**JOB 1**
Copy out, character for character, the lines of the listing that start with the line containing "the snow-covered valley" and run through the line containing "pixel 533 325", keeping both of those lines.

**PROVIDED PASSAGE**
##########
I would say this is again a good reason to not use too short a period. It also give you time to fix things software wise if necessary, without permanent impact and the need to manually deal with loads of support tickets.
This is also where data could prove valuable. How often do nodes spend more than 30 days in suspension? And those that do, do they ever tend to come back from it now? Because long suspension seems costly if you’re still paying them.
And of course there is that elephant in the room, that doesn’t need to be repeated. But this could (and probably eventually will) include nodes that really SHOULD be disqualified despite returning unknown errors only for different reasons.
All of those options sound reasonable to me. But from user reports here on the forum I can tell you that loss of ingress and data loss to repair is already acting as a good incentive for SNOs to want to get out of that state. Additionally the fear of permanently losing a node that built up reputation and data over time works as a very strong motivator as well.
If I could pick I would prefer avoiding egress by excluding these nodes in node selection rather than letting egress happen but not paying for it. Seems a bit more fair and also eases load on nodes that may have gotten into trouble for too high a load to begin with. I think it’s also quite fair to not pay for storage for a node that has not been reliable. This would also perhaps help offset the additional repair cost this triggers on your end. It wouldn’t make much sense to pay for data storage when the node has shown to be unreliable and is actively causing repair costs on the network.
##########
**JOB 2**
Decide whether each statement agrees with the forum post, answering yes or no and quoting the words that settle it: (a) The writer would rather exclude these nodes from node selection than let egress happen without paying for it. (b) The writer reports that loss of ingress gives SNOs no reason to leave that state. (c) The writer argues for a very short period.

**MATERIAL SUPPLIED**
##########
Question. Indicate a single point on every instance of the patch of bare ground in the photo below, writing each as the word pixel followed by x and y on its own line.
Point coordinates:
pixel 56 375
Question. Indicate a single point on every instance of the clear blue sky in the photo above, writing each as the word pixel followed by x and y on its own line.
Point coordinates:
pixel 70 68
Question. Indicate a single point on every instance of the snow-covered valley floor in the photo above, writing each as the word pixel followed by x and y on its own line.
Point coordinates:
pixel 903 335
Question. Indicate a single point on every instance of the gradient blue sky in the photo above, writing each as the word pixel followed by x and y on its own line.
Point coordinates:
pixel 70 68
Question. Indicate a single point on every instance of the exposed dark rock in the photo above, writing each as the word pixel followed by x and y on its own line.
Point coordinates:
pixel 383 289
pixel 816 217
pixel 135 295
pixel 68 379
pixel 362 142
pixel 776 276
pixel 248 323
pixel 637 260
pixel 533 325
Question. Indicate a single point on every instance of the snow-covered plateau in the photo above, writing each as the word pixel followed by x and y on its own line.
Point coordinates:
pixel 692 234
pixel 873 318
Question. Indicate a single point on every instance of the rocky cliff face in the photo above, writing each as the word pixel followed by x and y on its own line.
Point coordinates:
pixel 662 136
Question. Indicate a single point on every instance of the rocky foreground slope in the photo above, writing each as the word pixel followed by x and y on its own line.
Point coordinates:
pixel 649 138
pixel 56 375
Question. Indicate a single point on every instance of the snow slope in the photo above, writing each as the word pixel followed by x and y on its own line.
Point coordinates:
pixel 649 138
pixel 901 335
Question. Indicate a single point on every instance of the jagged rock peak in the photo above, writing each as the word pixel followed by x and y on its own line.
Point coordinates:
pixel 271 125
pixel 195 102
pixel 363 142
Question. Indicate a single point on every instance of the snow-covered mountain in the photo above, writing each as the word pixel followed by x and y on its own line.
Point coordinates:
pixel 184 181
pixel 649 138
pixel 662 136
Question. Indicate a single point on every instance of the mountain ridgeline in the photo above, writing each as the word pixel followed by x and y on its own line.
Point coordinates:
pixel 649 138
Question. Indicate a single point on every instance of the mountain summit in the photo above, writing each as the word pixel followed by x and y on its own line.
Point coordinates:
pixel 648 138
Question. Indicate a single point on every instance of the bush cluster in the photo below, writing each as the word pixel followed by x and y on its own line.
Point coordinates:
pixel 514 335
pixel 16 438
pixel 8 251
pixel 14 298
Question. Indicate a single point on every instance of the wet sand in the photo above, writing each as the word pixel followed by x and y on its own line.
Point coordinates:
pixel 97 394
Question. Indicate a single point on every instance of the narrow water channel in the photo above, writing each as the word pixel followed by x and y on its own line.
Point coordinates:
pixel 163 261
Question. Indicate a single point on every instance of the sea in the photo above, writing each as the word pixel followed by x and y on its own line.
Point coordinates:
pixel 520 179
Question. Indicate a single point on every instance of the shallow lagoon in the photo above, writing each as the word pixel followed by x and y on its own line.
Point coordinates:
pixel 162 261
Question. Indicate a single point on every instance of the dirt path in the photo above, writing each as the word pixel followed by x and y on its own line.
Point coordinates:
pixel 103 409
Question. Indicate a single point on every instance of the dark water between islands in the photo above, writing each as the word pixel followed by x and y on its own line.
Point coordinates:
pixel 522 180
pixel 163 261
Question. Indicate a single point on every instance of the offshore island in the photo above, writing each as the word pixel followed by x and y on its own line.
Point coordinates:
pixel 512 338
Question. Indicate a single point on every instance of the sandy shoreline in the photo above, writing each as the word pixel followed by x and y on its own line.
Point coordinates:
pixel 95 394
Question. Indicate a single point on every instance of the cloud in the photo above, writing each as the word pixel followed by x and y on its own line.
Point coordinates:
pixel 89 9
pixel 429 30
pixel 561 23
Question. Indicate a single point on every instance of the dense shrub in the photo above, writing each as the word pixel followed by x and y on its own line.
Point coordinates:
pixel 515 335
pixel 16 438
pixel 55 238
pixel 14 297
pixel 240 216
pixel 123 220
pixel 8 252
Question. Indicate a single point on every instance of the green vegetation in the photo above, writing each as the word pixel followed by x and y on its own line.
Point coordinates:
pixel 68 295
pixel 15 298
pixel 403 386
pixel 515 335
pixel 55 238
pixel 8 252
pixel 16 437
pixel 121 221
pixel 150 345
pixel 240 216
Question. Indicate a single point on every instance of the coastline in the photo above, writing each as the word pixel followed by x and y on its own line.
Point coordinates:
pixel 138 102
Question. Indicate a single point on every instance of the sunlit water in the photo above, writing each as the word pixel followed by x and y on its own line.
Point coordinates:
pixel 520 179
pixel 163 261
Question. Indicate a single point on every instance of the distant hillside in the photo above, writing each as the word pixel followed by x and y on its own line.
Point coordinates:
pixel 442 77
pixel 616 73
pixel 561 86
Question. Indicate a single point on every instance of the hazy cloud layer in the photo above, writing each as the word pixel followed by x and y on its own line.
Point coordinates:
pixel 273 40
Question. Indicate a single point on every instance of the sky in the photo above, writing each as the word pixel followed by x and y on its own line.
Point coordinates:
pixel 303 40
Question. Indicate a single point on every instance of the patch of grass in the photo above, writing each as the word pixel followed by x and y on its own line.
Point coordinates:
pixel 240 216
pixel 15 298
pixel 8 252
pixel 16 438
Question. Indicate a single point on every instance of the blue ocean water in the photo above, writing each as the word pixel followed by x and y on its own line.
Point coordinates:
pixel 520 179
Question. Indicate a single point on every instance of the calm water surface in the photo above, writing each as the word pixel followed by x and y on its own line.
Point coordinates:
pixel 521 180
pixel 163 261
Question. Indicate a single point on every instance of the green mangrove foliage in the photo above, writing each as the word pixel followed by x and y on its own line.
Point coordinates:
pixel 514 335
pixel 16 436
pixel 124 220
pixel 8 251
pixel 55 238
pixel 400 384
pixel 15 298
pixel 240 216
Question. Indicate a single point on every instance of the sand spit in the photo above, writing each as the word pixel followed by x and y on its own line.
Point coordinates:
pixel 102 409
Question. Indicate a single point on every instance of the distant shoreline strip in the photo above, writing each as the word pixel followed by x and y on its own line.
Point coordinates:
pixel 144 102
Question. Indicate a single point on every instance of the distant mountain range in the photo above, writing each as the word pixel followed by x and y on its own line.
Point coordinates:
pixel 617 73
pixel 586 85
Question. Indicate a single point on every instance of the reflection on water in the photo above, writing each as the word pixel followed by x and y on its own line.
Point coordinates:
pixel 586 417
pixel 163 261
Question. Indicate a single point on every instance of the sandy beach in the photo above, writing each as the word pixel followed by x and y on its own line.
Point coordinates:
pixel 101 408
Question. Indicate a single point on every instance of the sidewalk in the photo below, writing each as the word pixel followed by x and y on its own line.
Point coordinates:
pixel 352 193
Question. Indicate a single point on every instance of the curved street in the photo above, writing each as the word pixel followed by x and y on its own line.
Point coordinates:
##########
**PROBLEM SOLUTION 1**
Question. Indicate a single point on every instance of the snow-covered valley floor in the photo above, writing each as the word pixel followed by x and y on its own line.
Point coordinates:
pixel 903 335
Question. Indicate a single point on every instance of the gradient blue sky in the photo above, writing each as the word pixel followed by x and y on its own line.
Point coordinates:
pixel 70 68
Question. Indicate a single point on every instance of the exposed dark rock in the photo above, writing each as the word pixel followed by x and y on its own line.
Point coordinates:
pixel 383 289
pixel 816 217
pixel 135 295
pixel 68 379
pixel 362 142
pixel 776 276
pixel 248 323
pixel 637 260
pixel 533 325

**PROBLEM SOLUTION 2**
(a) Yes: "If I could pick I would prefer avoiding egress by excluding these nodes in node selection rather than letting egress happen but not paying for it."
(b) No: "loss of ingress and data loss to repair is already acting as a good incentive for SNOs to want to get out of that state."
(c) No: "this is again a good reason to not use too short a period."